* _TO DO_
From the entries below, copy each line in which the word "horizon" occurs.

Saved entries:
****

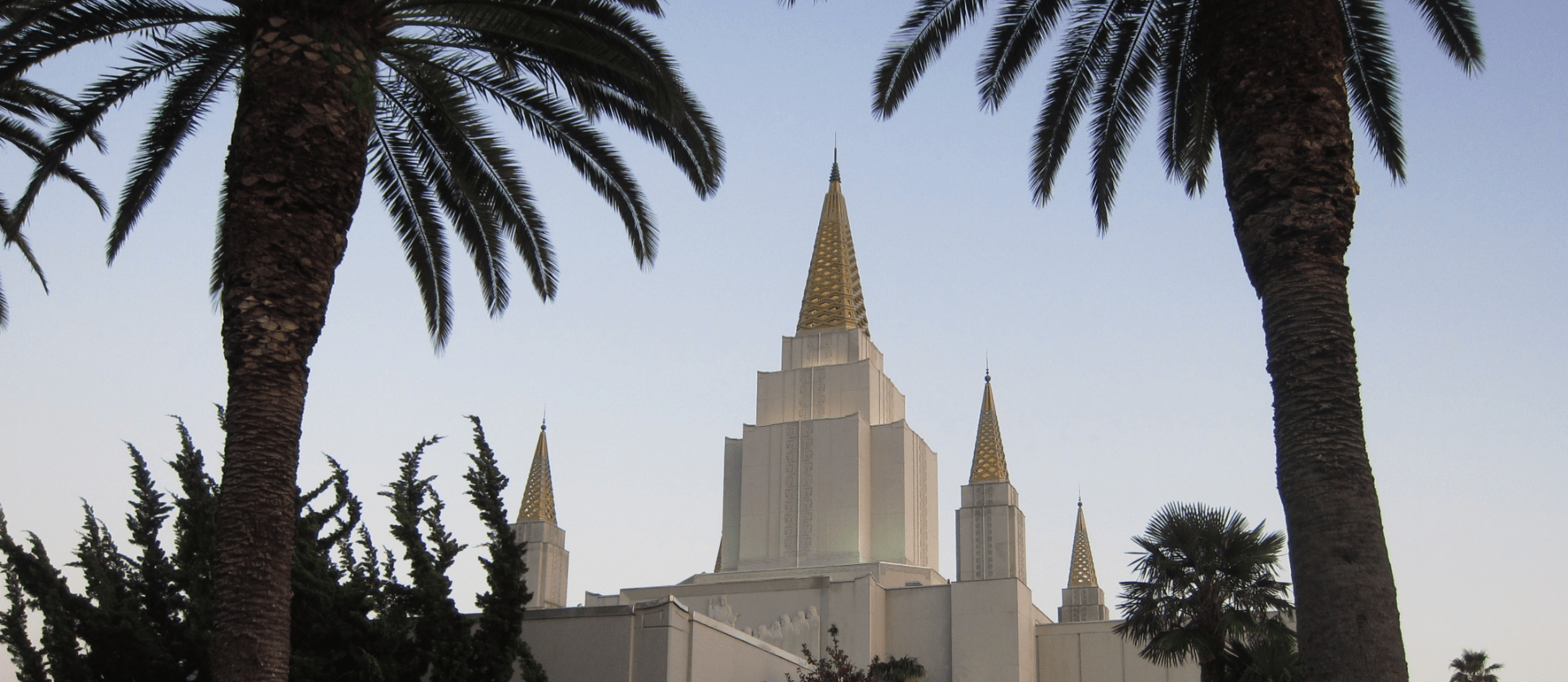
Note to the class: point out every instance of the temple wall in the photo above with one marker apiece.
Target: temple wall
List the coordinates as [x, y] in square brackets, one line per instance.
[1092, 653]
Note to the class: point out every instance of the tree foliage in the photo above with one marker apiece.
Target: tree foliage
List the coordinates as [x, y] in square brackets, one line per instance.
[1209, 592]
[1471, 667]
[358, 614]
[836, 667]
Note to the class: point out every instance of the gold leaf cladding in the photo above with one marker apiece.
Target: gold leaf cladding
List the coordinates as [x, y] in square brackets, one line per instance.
[833, 287]
[1082, 571]
[538, 499]
[990, 463]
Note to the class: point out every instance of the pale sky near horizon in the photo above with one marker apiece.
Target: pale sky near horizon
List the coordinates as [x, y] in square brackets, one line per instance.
[1128, 366]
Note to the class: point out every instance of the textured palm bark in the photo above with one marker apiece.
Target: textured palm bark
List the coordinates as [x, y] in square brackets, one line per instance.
[295, 170]
[1286, 151]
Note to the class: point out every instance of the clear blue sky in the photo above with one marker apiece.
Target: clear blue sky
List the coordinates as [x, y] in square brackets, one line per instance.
[1128, 366]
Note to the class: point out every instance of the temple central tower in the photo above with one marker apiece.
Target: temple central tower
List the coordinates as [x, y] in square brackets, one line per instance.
[829, 474]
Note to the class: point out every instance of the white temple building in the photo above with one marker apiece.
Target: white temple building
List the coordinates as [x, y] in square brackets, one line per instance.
[829, 519]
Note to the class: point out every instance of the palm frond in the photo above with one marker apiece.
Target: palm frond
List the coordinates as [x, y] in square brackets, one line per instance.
[1073, 77]
[1372, 80]
[1020, 28]
[72, 24]
[1126, 76]
[411, 202]
[450, 168]
[145, 67]
[603, 60]
[1453, 22]
[919, 41]
[207, 66]
[570, 133]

****

* _PROBLEM SOLUTION_
Note to the class: point out every instance of the pale sky near horizon in the photo above with one marker apiece.
Target: pale sky near horizon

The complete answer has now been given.